*Esercizi:*
**1)** Traduci in inglese questa frase del commento sul voto delle Provinciali: "Mantiene la maggioranza, ha dalla sua il presidente, pertanto ogni altro discorso è vano."
**2)** Trascrivi fedelmente il passo del commento sul voto delle Provinciali che va da "Alcune considerazioni sul" fino a "mancanza di concertazione." compreso.
**3)** Secondo il commento sul voto delle Provinciali, per quale motivo Mastella ha vinto pur avendo perso moltissimi voti ponderati? Rispondi in una-tre frasi.

*Brano scelto:*
+---+

Alcune considerazioni sul voto delle Provinciali. Di primo acchito, Mastella ha vinto! I numeri sono numeri e benchè abbia perso moltissimi voti ponderati, una caterva, e benchè sia in parabola discendente, che piaccia o meno, egli ha vinto. Mantiene la maggioranza, ha dalla sua il presidente, pertanto ogni altro discorso è vano. Si arrocca al suo residuo castello beneventano, lo sfrutta a dovere di fronte ai nuovi “conquistadores” che vengono da destra, sbeffeggia il Pd beneventano che lo detesta e alla fine indice conferenze stampa in cui annuncia che si potrebbe anche candidare alla presidenza della Regione in mancanza di concertazione.
Una boutade, come quando candidandosi a sindaco di Napoli nel 2011 puntava al 5% ma prese il 2,17 con diecimila preferenze. Una boutade, certo, ma che però serve a cementare un blocco che sente venire meno, lo spirito di quelle “dichiarazioni alla stampa”, nemmeno lontanamente paragonabili ad una conferenza stampa che invece obbliga al contraddittorio che Lui non digerisce, almeno a queste latitudini dove considera la stampa, quel poco che c’è, qualcosa di imparagonabile alla sua persona, serve proprio ad attirare sulla sua stanca figura tutta l’attenzione possibile.
Fa uno sforzo immane ma imprescindibile. Venendo a noi, per pareggiare i conti col resto del mondo politico sannita Mastella ha dovuto fare delle scelte nette e dolorosissime che è ipotizzabile lo abbiano provato anche personalmente. Pressato dai suoi pretoriani, ha conseguito una vittoria di Pirro per raggiungere la quale ha dovuto scaricare Gino Abbate e con lui la rappresentanza regionale che ormai non ha più, e a Renzi cosa mai potrà portare in dote…
Ha sacrificato destituendolo l’unico consigliere di un certo livello tra i suoi e che possa fregiarsi di tale qualifica, Francesco Farese, il quale ha resistito a tutte le blandizie possibili mantenendo fede ai suoi principi. Gli resta però la maggioranza degli altri, un manipolo di “alzatori di dito a comando”, parenti strettissimi di quegli “arraffa arraffa” da cui provò con successo a liberarsi un paio d’anni scarsi fa, ma erano altri tempi, che forse lo condurrà a scadenza di mandato.

+---+

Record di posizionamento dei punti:
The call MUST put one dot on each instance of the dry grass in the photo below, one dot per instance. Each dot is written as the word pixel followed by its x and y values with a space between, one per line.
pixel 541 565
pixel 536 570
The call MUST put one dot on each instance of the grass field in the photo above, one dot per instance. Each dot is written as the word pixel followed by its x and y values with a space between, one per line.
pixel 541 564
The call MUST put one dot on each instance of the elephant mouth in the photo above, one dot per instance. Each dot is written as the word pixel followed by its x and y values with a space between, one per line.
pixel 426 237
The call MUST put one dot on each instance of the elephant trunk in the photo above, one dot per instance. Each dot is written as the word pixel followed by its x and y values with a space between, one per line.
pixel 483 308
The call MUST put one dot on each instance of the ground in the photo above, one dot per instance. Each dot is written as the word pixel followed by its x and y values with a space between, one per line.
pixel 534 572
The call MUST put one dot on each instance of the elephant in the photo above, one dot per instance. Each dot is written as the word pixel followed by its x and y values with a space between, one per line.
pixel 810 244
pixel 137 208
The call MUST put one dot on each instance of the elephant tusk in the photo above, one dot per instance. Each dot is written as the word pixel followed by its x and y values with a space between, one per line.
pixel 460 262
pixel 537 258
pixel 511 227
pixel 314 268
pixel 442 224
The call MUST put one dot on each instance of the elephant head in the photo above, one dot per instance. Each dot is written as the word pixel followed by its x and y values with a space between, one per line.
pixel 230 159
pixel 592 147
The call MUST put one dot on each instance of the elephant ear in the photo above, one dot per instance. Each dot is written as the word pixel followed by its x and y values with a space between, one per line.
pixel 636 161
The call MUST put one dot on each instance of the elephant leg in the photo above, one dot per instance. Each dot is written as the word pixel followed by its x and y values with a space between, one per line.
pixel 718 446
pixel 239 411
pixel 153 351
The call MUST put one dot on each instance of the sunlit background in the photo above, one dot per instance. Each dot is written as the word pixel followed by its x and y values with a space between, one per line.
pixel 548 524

+---+

*Soluzioni:*
**1)** He keeps the majority and has the president on his side, so any other argument is pointless.

**2)**
Alcune considerazioni sul voto delle Provinciali. Di primo acchito, Mastella ha vinto! I numeri sono numeri e benchè abbia perso moltissimi voti ponderati, una caterva, e benchè sia in parabola discendente, che piaccia o meno, egli ha vinto. Mantiene la maggioranza, ha dalla sua il presidente, pertanto ogni altro discorso è vano. Si arrocca al suo residuo castello beneventano, lo sfrutta a dovere di fronte ai nuovi “conquistadores” che vengono da destra, sbeffeggia il Pd beneventano che lo detesta e alla fine indice conferenze stampa in cui annuncia che si potrebbe anche candidare alla presidenza della Regione in mancanza di concertazione.

**3)** Mastella ha vinto perché mantiene la maggioranza e ha dalla sua il presidente. Per il commento i numeri sono numeri, quindi ogni altro discorso è vano.